▸ **Exercise objective**
What follows is a set of records; repeat them exactly, without the pictures.

[Image point grounding data]

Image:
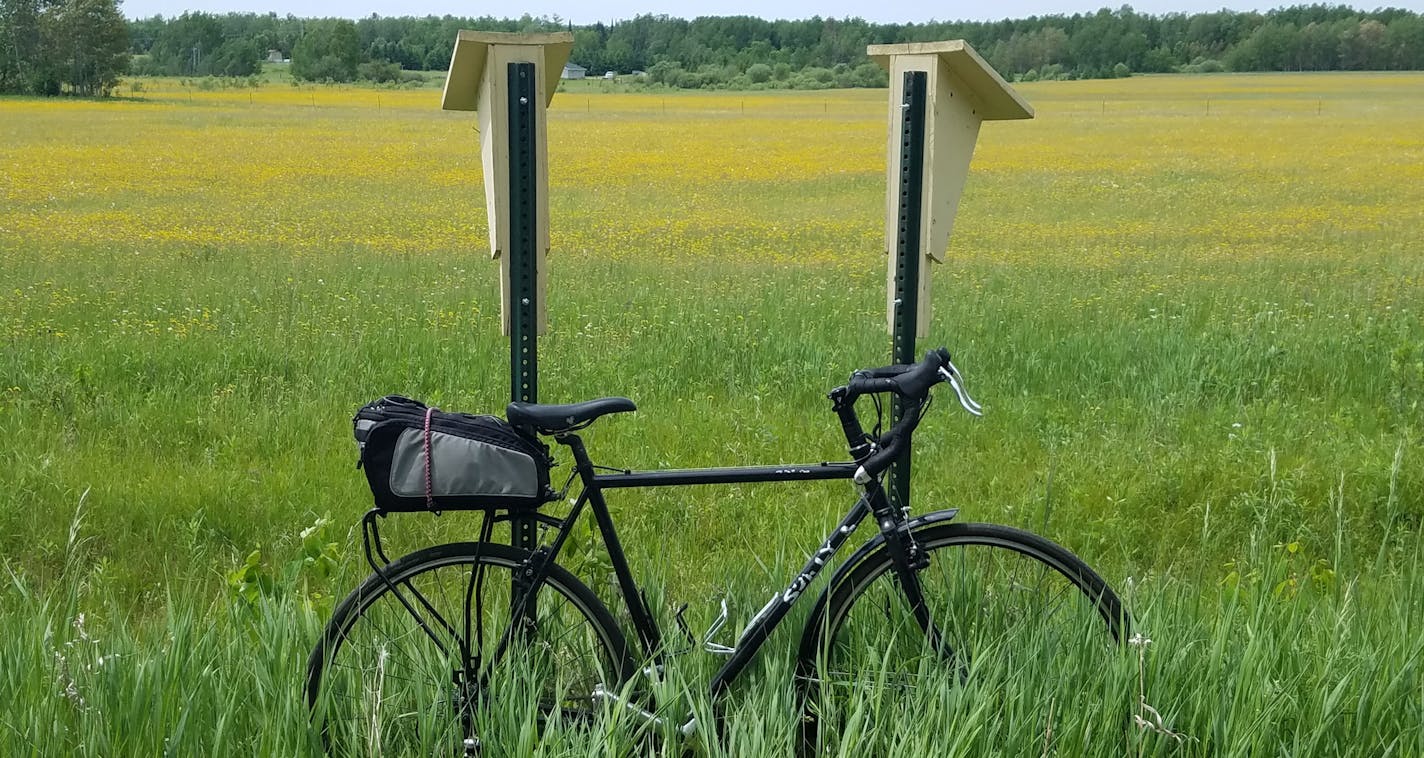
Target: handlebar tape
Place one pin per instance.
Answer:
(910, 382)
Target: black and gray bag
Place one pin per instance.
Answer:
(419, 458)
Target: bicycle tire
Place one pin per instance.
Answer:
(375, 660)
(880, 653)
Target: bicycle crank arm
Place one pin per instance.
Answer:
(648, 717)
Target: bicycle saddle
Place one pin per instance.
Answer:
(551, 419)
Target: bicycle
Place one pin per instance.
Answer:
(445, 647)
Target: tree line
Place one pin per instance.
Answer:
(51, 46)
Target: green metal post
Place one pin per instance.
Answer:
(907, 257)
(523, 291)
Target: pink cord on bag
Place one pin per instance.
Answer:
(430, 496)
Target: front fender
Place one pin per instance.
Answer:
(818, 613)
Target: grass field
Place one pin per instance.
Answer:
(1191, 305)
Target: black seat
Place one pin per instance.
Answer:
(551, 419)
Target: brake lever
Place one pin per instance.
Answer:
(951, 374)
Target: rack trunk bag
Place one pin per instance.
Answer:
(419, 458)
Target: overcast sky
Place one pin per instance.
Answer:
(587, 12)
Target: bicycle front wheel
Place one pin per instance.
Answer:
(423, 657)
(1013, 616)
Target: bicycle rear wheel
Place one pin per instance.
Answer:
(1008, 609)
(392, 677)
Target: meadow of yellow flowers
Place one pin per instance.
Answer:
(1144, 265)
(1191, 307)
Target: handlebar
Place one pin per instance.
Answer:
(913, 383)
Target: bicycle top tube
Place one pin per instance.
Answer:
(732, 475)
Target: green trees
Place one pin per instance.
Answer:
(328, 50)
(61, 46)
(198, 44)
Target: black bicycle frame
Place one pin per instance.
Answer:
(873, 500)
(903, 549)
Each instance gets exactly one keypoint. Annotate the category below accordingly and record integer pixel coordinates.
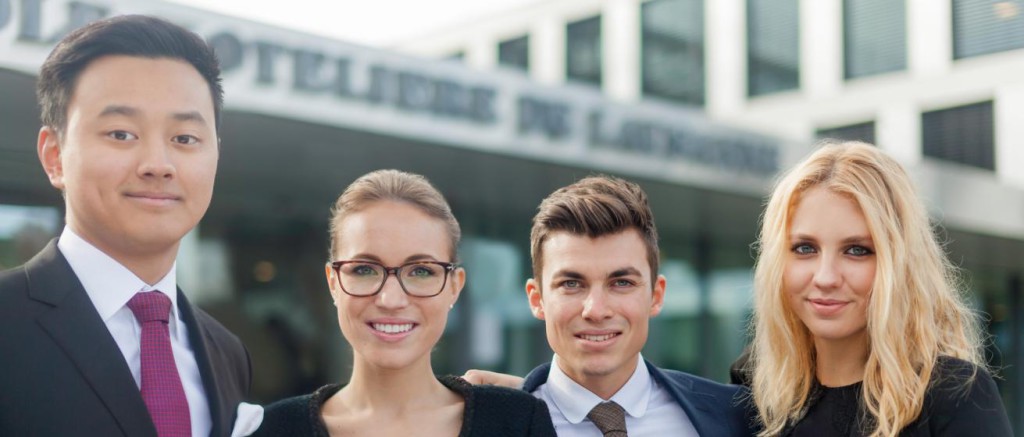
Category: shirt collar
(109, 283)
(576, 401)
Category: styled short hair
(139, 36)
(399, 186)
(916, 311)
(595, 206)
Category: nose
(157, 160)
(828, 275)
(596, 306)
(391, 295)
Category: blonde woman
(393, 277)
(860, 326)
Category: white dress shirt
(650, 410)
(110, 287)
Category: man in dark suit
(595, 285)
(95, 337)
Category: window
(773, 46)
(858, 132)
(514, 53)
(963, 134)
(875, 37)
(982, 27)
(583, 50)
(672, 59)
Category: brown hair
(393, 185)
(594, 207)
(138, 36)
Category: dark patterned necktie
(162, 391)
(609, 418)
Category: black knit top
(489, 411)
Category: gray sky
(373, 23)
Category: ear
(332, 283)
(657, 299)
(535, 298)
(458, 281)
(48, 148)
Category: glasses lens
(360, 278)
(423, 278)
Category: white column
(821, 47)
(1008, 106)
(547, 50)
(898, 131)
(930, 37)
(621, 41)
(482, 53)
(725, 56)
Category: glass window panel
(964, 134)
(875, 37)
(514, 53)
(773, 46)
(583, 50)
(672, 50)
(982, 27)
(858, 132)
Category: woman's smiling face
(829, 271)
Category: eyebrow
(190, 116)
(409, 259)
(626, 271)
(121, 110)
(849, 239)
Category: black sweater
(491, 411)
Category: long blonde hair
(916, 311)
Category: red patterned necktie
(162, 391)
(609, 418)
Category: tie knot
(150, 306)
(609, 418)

▸ **Task answer**
Image:
Target: handlebar tape
Place one pin per instance.
Answer:
(910, 382)
Target: black and gray bag
Place one pin per instance.
Answer:
(419, 458)
Target: bicycle tire
Place one pin per instance.
Answer:
(375, 660)
(880, 653)
Target: bicycle crank arm
Place one pin per instance.
Answer:
(648, 717)
Target: bicycle saddle
Place one pin per instance.
Answer:
(551, 419)
Target: bicycle
Place one pin per instance.
Answer:
(445, 647)
Target: tree line
Place one pin per instance.
Answer:
(51, 46)
Target: green metal post
Place one pin per instance.
Answer:
(907, 257)
(523, 291)
Target: pink cord on bag
Place one pin per instance.
Answer:
(430, 496)
Target: front fender
Place one pin per instance.
Answer:
(818, 613)
Target: grass field
Place one pin per instance.
Answer:
(1191, 305)
Target: black seat
Place one pin per instance.
Answer:
(551, 419)
Target: brake lever
Place one pin per instance.
Answer:
(951, 374)
Target: rack trunk bag
Place one pin per instance.
Answer:
(419, 458)
Target: overcast sky
Place one pin per instance.
Answer:
(587, 12)
Target: bicycle front wheel
Place one pin per instance.
Answer:
(423, 657)
(1013, 616)
Target: bicycle rear wheel
Place one pin per instance.
Answer:
(1008, 609)
(392, 677)
Target: meadow of yellow flowers
Place one pin per instance.
Answer:
(1144, 265)
(1191, 307)
Target: handlebar
Place one pin per instance.
Answer:
(913, 383)
Target: bicycle top tube
Place one pin per instance.
Answer:
(732, 475)
Target: green trees
Place one pin per instance.
Answer:
(328, 50)
(61, 46)
(198, 44)
Target: black bicycle frame
Place one pin per instance.
Answer:
(873, 500)
(903, 549)
Each instance gets exactly one keypoint. Annotate the category below accordingly and record integer pixel coordinates.
Category: shirt collar
(109, 283)
(576, 401)
Category: styled short hair
(139, 36)
(399, 186)
(916, 311)
(595, 206)
Category: nose
(157, 160)
(828, 275)
(596, 306)
(391, 295)
Category: blonde woman
(393, 277)
(860, 326)
Category: white dress shirt
(650, 410)
(110, 287)
Category: man in dark suit
(595, 285)
(95, 337)
Category: window
(773, 46)
(858, 132)
(514, 53)
(963, 134)
(875, 37)
(982, 27)
(583, 50)
(672, 59)
Category: brown hair
(393, 185)
(594, 207)
(138, 36)
Category: dark patterned necktie
(162, 391)
(609, 418)
Category: black knit top
(489, 411)
Category: gray sky
(373, 23)
Category: ear
(332, 283)
(657, 299)
(535, 298)
(458, 281)
(48, 148)
Category: glasses lens
(360, 278)
(423, 278)
Category: white column
(821, 47)
(1008, 106)
(547, 50)
(898, 131)
(930, 37)
(621, 41)
(482, 53)
(725, 56)
Category: glass window panel
(964, 134)
(875, 37)
(514, 53)
(773, 46)
(583, 50)
(672, 50)
(982, 27)
(858, 132)
Category: woman's smiling face
(829, 271)
Category: eyebrow
(190, 116)
(409, 259)
(626, 271)
(121, 110)
(849, 239)
Category: black sweater
(491, 411)
Category: long blonde hair
(916, 311)
Category: red patterned necktie
(162, 391)
(609, 418)
Category: tie knot
(150, 306)
(609, 418)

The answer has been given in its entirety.